§ **Goal of the exercise**: Go to the line containing "Target: man's gray hair" in the records below and print it and every following line exactly, on through the line containing "pixel 220 202", then stop.

§ **Data for processing**:
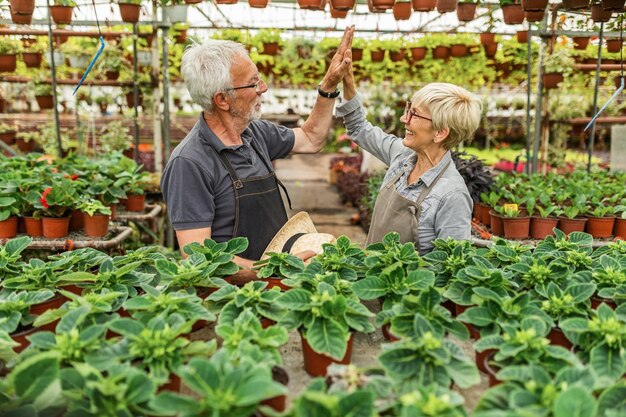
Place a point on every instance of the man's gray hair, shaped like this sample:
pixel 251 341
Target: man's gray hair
pixel 206 69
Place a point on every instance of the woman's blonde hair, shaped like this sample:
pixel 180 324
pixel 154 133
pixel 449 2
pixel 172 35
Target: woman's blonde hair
pixel 451 107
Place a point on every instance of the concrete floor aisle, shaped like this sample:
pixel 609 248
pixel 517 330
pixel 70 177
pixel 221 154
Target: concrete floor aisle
pixel 306 179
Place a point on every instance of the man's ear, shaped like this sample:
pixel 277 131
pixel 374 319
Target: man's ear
pixel 219 99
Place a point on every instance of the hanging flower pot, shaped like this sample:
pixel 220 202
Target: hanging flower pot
pixel 130 12
pixel 600 227
pixel 581 42
pixel 55 227
pixel 540 227
pixel 45 102
pixel 619 230
pixel 342 4
pixel 316 363
pixel 96 225
pixel 516 227
pixel 62 15
pixel 613 45
pixel 534 5
pixel 613 5
pixel 33 226
pixel 446 6
pixel 8 228
pixel 534 17
pixel 466 12
pixel 32 59
pixel 576 224
pixel 424 5
pixel 552 80
pixel 135 202
pixel 418 53
pixel 8 62
pixel 598 14
pixel 402 10
pixel 513 14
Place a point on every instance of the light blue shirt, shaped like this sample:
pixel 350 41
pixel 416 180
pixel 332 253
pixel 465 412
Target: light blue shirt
pixel 447 211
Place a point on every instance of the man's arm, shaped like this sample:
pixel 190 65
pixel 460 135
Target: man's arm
pixel 310 138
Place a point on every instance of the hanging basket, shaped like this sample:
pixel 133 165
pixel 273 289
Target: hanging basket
pixel 446 6
pixel 466 12
pixel 513 14
pixel 130 12
pixel 62 15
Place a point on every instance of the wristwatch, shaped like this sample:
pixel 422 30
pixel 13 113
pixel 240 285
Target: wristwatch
pixel 323 93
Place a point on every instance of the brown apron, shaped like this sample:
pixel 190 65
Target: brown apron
pixel 395 213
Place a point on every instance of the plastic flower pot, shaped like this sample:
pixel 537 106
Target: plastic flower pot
pixel 497 227
pixel 96 225
pixel 557 337
pixel 135 202
pixel 316 363
pixel 600 227
pixel 576 224
pixel 8 228
pixel 540 227
pixel 55 227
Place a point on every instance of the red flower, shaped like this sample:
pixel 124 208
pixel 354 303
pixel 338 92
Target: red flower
pixel 43 200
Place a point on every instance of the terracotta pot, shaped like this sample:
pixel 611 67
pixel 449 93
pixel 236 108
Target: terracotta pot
pixel 8 228
pixel 613 45
pixel 600 227
pixel 497 227
pixel 459 309
pixel 568 226
pixel 385 329
pixel 418 53
pixel 76 221
pixel 613 5
pixel 540 227
pixel 62 15
pixel 490 370
pixel 402 10
pixel 377 55
pixel 466 12
pixel 557 338
pixel 8 62
pixel 581 42
pixel 130 12
pixel 513 14
pixel 135 202
pixel 490 49
pixel 32 59
pixel 275 282
pixel 596 301
pixel 534 5
pixel 552 80
pixel 34 226
pixel 441 52
pixel 55 227
pixel 424 5
pixel 316 363
pixel 619 230
pixel 44 102
pixel 446 6
pixel 279 374
pixel 598 14
pixel 96 225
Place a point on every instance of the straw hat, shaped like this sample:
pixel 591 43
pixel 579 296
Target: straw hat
pixel 300 233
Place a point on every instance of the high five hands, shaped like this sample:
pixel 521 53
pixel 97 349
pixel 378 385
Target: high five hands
pixel 341 64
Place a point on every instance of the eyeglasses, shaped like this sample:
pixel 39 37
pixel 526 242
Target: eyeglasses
pixel 258 86
pixel 410 113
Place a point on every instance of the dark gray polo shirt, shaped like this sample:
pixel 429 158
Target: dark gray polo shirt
pixel 197 188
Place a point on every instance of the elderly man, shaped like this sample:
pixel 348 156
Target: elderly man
pixel 219 182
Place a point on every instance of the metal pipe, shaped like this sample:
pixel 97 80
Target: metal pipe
pixel 592 137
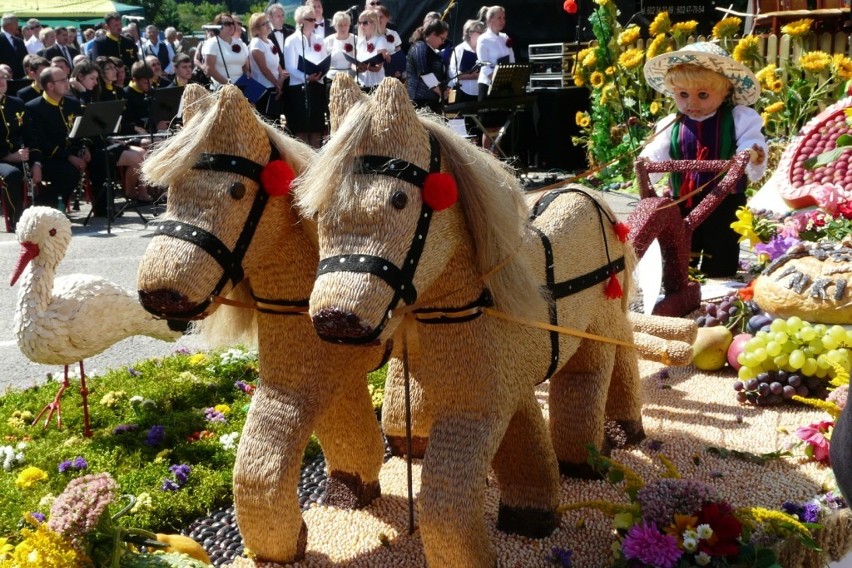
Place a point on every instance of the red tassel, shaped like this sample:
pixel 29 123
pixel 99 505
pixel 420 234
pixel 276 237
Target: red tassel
pixel 613 287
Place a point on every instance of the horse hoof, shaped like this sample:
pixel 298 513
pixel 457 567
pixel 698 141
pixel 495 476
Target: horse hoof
pixel 523 521
pixel 399 447
pixel 347 491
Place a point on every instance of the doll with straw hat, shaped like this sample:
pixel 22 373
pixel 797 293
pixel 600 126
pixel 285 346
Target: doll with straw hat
pixel 713 121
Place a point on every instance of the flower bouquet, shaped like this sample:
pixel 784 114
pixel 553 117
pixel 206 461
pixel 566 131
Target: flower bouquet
pixel 672 523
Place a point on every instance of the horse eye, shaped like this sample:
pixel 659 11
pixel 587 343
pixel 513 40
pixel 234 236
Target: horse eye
pixel 238 190
pixel 399 200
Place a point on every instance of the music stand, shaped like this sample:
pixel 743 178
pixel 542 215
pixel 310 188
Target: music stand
pixel 98 121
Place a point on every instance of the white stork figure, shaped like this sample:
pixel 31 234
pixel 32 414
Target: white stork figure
pixel 61 321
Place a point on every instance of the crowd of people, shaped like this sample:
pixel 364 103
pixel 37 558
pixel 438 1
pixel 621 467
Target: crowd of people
pixel 49 75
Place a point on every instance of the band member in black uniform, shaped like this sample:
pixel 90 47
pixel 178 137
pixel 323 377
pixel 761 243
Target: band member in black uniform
pixel 114 44
pixel 14 124
pixel 64 160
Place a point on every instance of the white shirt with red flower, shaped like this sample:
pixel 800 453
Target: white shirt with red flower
pixel 295 46
pixel 490 47
pixel 366 48
pixel 336 48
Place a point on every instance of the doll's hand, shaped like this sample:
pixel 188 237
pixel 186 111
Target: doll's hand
pixel 757 155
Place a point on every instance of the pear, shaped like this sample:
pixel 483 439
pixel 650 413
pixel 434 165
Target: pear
pixel 710 349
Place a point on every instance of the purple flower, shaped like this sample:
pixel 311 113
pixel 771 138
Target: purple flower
pixel 651 547
pixel 124 428
pixel 213 415
pixel 776 247
pixel 560 557
pixel 155 435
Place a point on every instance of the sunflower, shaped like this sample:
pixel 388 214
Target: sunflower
pixel 799 28
pixel 632 58
pixel 727 27
pixel 661 24
pixel 842 66
pixel 815 61
pixel 748 49
pixel 658 46
pixel 629 36
pixel 684 28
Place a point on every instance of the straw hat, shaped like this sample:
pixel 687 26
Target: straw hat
pixel 709 56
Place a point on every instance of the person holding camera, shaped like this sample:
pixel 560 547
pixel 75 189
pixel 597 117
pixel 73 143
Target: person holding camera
pixel 226 57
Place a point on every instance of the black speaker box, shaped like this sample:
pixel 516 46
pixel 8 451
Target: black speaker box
pixel 556 124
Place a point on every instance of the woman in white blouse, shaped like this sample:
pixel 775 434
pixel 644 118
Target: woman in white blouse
pixel 305 102
pixel 225 54
pixel 370 43
pixel 492 46
pixel 342 42
pixel 264 64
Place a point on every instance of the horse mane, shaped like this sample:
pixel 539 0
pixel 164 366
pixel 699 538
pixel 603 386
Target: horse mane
pixel 490 199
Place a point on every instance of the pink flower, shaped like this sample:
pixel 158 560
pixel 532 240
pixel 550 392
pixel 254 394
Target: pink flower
pixel 814 436
pixel 649 546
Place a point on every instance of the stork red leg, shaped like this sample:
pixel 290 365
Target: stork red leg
pixel 54 407
pixel 85 393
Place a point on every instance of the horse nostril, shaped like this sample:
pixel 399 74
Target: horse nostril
pixel 164 301
pixel 332 323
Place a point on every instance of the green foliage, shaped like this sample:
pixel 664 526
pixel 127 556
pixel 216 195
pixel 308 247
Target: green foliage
pixel 174 393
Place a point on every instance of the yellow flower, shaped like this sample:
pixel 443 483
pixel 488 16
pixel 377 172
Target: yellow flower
pixel 632 58
pixel 684 28
pixel 799 28
pixel 658 45
pixel 727 27
pixel 29 477
pixel 745 226
pixel 815 61
pixel 629 36
pixel 748 49
pixel 842 66
pixel 661 24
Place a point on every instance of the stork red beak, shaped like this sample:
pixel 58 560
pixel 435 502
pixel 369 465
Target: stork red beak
pixel 28 252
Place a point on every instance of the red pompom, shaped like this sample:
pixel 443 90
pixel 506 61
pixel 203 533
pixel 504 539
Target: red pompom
pixel 440 191
pixel 570 6
pixel 276 178
pixel 613 287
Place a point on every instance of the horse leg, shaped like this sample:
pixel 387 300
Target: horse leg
pixel 526 470
pixel 352 443
pixel 452 493
pixel 266 473
pixel 624 400
pixel 393 410
pixel 578 394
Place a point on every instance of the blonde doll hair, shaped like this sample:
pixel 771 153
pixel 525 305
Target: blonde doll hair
pixel 692 76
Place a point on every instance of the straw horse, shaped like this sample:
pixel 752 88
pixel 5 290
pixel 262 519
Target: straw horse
pixel 391 229
pixel 230 230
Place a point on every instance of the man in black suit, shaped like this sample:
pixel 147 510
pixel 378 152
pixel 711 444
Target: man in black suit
pixel 15 139
pixel 114 44
pixel 12 48
pixel 64 160
pixel 61 47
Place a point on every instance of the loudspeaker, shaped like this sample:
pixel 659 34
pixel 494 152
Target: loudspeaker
pixel 555 125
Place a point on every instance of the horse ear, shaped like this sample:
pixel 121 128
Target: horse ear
pixel 196 99
pixel 344 94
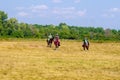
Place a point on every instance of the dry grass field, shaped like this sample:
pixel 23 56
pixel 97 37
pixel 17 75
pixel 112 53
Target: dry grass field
pixel 33 60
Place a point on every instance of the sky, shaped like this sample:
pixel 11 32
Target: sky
pixel 88 13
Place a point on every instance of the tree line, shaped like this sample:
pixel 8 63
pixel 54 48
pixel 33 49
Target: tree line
pixel 11 28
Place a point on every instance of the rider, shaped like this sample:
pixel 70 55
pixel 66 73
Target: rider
pixel 49 36
pixel 57 40
pixel 85 44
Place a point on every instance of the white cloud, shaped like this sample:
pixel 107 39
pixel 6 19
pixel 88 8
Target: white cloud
pixel 108 15
pixel 115 10
pixel 82 13
pixel 23 14
pixel 20 8
pixel 69 12
pixel 57 1
pixel 77 1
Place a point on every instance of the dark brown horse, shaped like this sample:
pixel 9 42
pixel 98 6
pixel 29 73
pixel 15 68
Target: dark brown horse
pixel 49 42
pixel 85 45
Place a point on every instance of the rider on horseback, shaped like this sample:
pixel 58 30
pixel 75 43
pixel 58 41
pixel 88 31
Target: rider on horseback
pixel 49 36
pixel 85 44
pixel 49 40
pixel 57 41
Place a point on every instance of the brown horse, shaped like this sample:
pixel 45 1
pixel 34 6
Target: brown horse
pixel 85 45
pixel 49 42
pixel 56 42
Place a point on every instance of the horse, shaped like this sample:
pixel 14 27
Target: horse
pixel 56 42
pixel 85 45
pixel 49 42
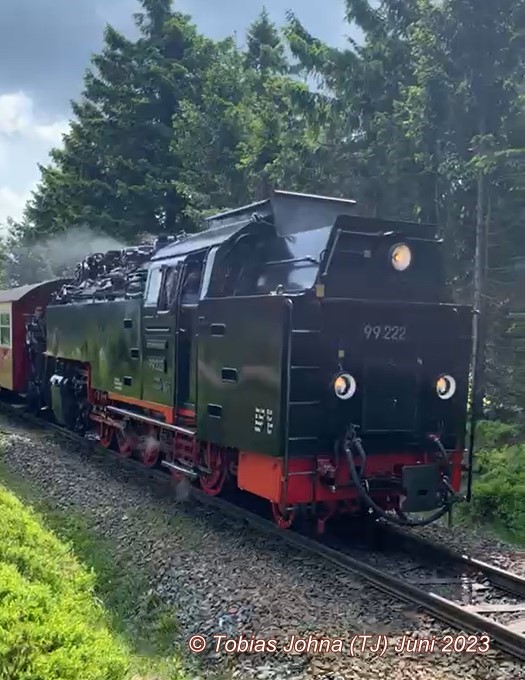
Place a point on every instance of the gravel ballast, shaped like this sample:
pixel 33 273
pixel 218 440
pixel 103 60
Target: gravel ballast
pixel 224 578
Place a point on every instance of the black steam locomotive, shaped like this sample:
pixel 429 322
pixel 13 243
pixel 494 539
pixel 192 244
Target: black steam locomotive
pixel 305 354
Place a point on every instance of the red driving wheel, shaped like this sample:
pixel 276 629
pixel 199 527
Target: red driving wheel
pixel 215 460
pixel 150 452
pixel 283 517
pixel 125 443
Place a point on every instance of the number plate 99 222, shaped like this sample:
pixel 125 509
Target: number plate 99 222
pixel 389 333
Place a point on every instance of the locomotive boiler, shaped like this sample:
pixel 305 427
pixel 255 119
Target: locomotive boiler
pixel 294 349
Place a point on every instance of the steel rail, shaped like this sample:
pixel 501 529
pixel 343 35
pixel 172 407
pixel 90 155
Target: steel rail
pixel 505 580
pixel 447 611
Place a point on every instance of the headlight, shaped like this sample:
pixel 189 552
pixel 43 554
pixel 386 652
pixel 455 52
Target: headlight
pixel 345 386
pixel 445 387
pixel 401 257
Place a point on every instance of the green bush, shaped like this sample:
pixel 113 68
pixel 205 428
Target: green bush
pixel 51 626
pixel 499 483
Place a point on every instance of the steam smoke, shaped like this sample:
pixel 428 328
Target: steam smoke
pixel 58 255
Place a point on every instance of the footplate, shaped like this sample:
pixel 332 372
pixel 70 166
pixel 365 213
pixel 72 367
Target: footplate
pixel 423 486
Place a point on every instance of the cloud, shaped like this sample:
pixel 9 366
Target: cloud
pixel 25 140
pixel 12 205
pixel 17 118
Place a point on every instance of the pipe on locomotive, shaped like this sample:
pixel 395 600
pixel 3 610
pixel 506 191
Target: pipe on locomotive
pixel 350 442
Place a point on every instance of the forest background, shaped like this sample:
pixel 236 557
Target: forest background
pixel 422 118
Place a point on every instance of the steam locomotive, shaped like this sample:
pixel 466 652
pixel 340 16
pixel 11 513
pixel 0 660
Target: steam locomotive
pixel 293 349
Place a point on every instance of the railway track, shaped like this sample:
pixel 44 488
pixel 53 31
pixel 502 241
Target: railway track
pixel 474 619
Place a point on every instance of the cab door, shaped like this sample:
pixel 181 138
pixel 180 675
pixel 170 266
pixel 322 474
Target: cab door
pixel 190 289
pixel 159 341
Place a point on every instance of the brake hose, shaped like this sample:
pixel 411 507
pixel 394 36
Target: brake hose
pixel 353 441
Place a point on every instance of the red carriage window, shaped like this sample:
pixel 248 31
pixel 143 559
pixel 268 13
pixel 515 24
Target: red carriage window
pixel 5 329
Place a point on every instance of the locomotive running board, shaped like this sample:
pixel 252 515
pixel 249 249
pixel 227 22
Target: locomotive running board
pixel 151 421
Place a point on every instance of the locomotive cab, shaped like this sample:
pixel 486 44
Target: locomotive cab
pixel 308 355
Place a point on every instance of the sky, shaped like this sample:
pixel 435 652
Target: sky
pixel 45 47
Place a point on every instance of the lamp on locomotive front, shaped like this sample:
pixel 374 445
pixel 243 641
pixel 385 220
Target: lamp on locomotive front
pixel 345 386
pixel 401 257
pixel 446 387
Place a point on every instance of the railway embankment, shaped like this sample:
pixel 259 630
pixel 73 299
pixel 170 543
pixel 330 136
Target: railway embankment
pixel 167 570
pixel 51 624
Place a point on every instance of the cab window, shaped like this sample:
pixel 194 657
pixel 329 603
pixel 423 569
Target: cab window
pixel 154 281
pixel 169 288
pixel 5 329
pixel 192 281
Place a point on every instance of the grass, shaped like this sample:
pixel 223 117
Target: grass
pixel 498 494
pixel 140 627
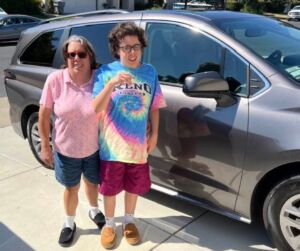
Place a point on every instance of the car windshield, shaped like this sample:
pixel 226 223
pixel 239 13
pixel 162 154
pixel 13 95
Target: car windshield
pixel 277 42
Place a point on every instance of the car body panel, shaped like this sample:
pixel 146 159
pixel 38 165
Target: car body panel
pixel 11 26
pixel 295 12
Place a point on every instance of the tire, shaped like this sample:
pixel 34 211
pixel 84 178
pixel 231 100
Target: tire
pixel 281 215
pixel 34 139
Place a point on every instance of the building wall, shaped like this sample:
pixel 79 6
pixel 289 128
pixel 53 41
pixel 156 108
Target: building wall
pixel 76 6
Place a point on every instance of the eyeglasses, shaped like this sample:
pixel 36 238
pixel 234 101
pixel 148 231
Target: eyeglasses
pixel 129 48
pixel 72 55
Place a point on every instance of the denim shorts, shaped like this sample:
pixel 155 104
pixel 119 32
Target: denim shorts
pixel 68 170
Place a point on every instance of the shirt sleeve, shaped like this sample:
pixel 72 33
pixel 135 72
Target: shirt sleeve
pixel 47 94
pixel 98 83
pixel 158 98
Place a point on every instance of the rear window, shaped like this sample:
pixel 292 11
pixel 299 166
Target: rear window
pixel 274 41
pixel 42 51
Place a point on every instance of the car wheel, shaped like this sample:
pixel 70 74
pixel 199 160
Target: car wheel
pixel 34 137
pixel 281 214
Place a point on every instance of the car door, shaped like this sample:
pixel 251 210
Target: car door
pixel 201 144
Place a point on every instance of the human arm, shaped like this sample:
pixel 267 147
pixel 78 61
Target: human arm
pixel 153 132
pixel 44 131
pixel 102 99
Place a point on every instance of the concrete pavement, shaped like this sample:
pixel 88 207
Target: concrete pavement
pixel 31 214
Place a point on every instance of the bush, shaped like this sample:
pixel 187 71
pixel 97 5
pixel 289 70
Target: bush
pixel 31 7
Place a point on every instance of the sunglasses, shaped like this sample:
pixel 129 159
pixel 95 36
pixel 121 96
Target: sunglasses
pixel 129 48
pixel 72 55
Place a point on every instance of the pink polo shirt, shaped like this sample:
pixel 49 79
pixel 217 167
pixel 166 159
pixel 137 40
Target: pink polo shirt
pixel 75 132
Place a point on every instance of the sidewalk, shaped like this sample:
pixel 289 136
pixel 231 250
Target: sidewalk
pixel 31 214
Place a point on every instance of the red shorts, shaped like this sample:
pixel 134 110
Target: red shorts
pixel 118 176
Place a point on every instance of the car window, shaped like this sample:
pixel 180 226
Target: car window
pixel 100 43
pixel 42 50
pixel 275 42
pixel 176 52
pixel 235 73
pixel 257 82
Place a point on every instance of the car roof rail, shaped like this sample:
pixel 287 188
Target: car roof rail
pixel 84 14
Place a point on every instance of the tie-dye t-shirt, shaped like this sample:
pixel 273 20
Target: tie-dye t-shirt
pixel 123 126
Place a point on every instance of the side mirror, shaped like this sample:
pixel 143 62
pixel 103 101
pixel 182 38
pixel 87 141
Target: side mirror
pixel 208 85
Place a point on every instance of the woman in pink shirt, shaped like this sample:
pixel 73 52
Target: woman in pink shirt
pixel 67 95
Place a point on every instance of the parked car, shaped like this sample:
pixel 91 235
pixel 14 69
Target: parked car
pixel 229 138
pixel 294 14
pixel 192 5
pixel 2 12
pixel 11 26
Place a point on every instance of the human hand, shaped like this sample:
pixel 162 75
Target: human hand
pixel 121 79
pixel 151 142
pixel 47 156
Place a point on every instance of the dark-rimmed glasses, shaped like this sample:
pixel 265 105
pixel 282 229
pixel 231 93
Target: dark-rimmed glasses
pixel 72 55
pixel 129 48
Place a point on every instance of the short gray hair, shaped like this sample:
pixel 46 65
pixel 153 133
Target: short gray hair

§ **Exercise output**:
Target: man's gray hair
pixel 206 69
Place a point on every instance of the woman's blonde hair, shaped like this sample:
pixel 180 324
pixel 154 133
pixel 449 2
pixel 172 35
Target: woman's blonde hair
pixel 451 107
Place a point on every instance of the concrete floor aisle, shaped like this sample:
pixel 609 248
pixel 517 330
pixel 70 177
pixel 221 154
Target: concrete floor aisle
pixel 306 179
Place a point on every instance of the man's ear, shaped like this sample:
pixel 277 131
pixel 374 319
Target: man's ear
pixel 219 99
Place a point on every instance of the hanging flower pot, shaped like this sample:
pixel 220 202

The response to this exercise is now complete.